Set exercise a
Copy the rows verbatim, taking the stretch from the start of the rows through the line that contains "x=501 y=1224". Leave the pictures out of your copy.

But it's funny... wherever you run in the world, when you get there, you're still just you. And days are still just days and every once in awhile you get one that takes your breath away, but for the most part they're full of all the mundane of life that you were convinced you could bypass if you simply chose adventure.
So you do things like language school and grocery store and too brief conversations and you wonder where you went wrong, why it's all so small, so insignificant.
I went into depression there for awhile, as our adoption process sputtered along and there were no orphans to visit and every possibility just seemed too hard and the resounding conclusion was that I am not enough.
But I read His Word on those rainy afternoons that dragged and dawdled, and I read that He said to bring Him the loaves, bring Him the fishes, and I read that it was enough for thousands. It was more than enough.
So I did the only thing I could think of to do and it wasn't loaves, it wasn't fishes, it was breadcrumbs and fish bones but it was all I had. I started a ballet class for little girls in my neighborhood. With no qualifications, little dance instruction, an email of tips from my graceful sister-in-law, and a lot of YouTube videos, I taught those tiny dancers. And wedged between my self-conscious tongue and third position, something happened. I fell in love with Fridays and so did they. We fell in love with each other's presence, with each other's gift of time and space and laughter, the way we held our hands just so and the way I faked knowing the right words.

Provided data

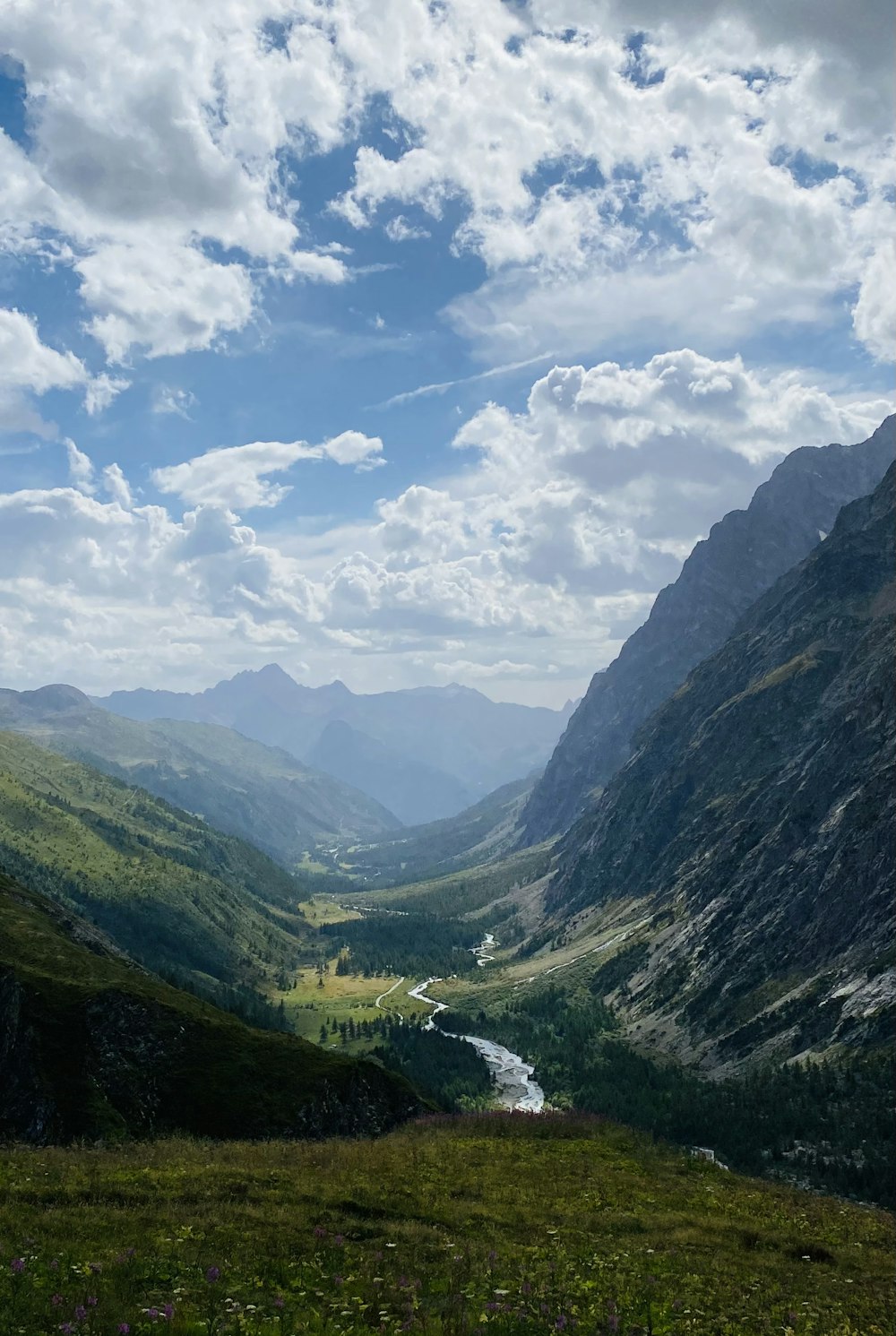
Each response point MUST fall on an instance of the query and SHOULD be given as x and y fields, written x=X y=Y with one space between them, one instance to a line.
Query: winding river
x=513 y=1077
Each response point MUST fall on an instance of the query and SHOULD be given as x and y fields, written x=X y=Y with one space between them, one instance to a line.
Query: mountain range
x=237 y=784
x=425 y=754
x=740 y=558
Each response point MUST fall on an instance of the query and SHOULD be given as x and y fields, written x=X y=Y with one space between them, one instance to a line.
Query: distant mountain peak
x=59 y=695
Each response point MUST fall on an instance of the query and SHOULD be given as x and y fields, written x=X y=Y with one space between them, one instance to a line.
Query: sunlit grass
x=501 y=1224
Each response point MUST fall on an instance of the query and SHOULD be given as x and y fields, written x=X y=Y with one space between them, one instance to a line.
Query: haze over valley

Set exercise b
Repeat word for word the stretch of the essay from "But I read His" through "more than enough.".

Written reply a
Each response point MUST fall on an instance of the query and SHOULD be given as x and y fields, written x=X y=Y with one space between them, one instance to a line.
Query: winding river
x=513 y=1077
Each response point MUST fall on an instance of the query and SHOULD be given as x and y fields, written x=X y=Y with one space between them, one instance to a line.
Query: mountain range
x=237 y=784
x=425 y=754
x=740 y=558
Each response point MUST fall on an instance of the query and SHOULD be given as x and y fields, written x=X y=Y with one space between them, one instance to a line.
Query: distant mountain peak
x=59 y=695
Each response point MUST fall on an instance of the query and SHOULD be given as x and y fields, written x=X y=Y with one space between them, one instance to a line.
Query: sunlit grass
x=501 y=1224

Written reply b
But I read His Word on those rainy afternoons that dragged and dawdled, and I read that He said to bring Him the loaves, bring Him the fishes, and I read that it was enough for thousands. It was more than enough.